→ **Input data**
○ ○ ○ ○ ○

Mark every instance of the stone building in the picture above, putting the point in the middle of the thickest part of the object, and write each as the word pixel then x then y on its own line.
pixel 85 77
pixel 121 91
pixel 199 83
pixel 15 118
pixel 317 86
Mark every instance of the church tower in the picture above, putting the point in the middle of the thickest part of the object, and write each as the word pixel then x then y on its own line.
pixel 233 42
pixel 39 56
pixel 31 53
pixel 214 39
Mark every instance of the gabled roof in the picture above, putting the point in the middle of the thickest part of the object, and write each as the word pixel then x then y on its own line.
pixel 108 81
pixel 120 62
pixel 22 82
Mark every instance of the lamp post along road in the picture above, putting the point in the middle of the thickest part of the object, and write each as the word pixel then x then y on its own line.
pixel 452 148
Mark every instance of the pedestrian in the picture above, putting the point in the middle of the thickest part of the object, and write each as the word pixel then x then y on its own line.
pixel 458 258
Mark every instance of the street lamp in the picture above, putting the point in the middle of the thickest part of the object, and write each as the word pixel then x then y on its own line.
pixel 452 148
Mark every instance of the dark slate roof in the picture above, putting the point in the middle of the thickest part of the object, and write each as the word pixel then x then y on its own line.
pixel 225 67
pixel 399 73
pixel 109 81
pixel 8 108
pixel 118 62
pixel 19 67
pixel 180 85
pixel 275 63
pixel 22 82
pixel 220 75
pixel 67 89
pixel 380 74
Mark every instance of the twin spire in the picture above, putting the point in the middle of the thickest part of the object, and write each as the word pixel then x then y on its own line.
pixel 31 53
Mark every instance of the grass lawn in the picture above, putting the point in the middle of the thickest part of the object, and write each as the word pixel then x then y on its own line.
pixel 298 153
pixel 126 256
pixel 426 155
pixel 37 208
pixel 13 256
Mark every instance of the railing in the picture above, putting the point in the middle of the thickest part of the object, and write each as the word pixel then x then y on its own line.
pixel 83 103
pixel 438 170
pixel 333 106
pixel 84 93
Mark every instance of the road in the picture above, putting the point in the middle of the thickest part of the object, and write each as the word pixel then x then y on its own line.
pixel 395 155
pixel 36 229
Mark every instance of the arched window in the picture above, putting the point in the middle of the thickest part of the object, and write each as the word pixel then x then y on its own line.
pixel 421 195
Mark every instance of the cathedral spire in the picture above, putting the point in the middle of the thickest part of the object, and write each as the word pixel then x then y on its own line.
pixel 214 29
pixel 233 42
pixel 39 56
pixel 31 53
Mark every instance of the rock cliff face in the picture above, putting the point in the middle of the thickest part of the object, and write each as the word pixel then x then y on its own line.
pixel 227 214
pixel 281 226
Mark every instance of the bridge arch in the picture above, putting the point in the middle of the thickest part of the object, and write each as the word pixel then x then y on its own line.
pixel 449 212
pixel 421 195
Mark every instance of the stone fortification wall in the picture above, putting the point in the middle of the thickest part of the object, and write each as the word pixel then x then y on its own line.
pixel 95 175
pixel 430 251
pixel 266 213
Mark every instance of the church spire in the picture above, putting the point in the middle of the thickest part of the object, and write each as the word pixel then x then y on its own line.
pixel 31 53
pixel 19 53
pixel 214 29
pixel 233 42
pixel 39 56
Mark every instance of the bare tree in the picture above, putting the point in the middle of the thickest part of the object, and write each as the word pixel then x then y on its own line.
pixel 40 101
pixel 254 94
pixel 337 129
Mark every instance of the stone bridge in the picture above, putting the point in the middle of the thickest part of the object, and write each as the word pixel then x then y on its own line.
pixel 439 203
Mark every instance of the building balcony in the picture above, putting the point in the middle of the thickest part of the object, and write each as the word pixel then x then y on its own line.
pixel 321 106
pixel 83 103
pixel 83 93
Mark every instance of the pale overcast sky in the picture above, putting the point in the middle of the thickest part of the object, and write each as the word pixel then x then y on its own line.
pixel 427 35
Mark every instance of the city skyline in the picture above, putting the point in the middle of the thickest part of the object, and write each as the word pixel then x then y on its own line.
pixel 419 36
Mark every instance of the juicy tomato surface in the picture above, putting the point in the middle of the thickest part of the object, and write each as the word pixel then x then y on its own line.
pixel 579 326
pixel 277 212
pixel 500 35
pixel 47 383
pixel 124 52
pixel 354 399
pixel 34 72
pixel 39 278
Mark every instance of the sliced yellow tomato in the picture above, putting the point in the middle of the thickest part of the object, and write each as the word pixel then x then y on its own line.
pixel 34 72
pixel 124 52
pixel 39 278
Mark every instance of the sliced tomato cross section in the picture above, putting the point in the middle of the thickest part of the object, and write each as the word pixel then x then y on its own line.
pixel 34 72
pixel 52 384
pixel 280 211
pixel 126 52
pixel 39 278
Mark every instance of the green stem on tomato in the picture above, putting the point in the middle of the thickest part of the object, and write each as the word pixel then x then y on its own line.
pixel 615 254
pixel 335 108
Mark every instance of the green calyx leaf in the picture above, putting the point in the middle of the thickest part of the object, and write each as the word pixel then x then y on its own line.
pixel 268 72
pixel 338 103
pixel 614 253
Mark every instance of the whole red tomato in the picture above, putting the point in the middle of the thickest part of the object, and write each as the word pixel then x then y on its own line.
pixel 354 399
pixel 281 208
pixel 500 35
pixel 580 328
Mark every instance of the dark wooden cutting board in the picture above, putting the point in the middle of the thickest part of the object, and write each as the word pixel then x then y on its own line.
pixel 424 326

○ ○ ○ ○ ○

→ **Exercise description**
The required result is an exact repetition of the lines from the one containing "Mark every instance of the sliced tomato" through the last line of the data.

→ **Result for this exercise**
Mark every instance of the sliced tomato cross section in the picture above, putting the point in the middle of the thickest part of the object, and write each as the word pixel then x then y on its own line.
pixel 34 72
pixel 52 384
pixel 280 211
pixel 126 52
pixel 39 278
Mark every instance of the green stem on tomato in the picture above, putting the point in the middle of the thickest part of the object, and write each as the word pixel then x then y on its own line.
pixel 615 254
pixel 335 108
Mark every instance of the green calyx leaf in the picture above, putting the point in the middle of the thickest part of the object, and write each as the word pixel then x then y on its own line.
pixel 268 72
pixel 338 103
pixel 614 253
Mark every instance of the whole red tomato in the picture above, putting the point in the middle of the thickest part of the object, and write each as the word pixel then x then y on its own line.
pixel 354 399
pixel 281 208
pixel 500 35
pixel 580 328
Mark every instance of the dark wooden cutting board in the picture above, putting the point in the middle of the thickest part of the object, and write each as the word pixel then x then y on its own line.
pixel 424 326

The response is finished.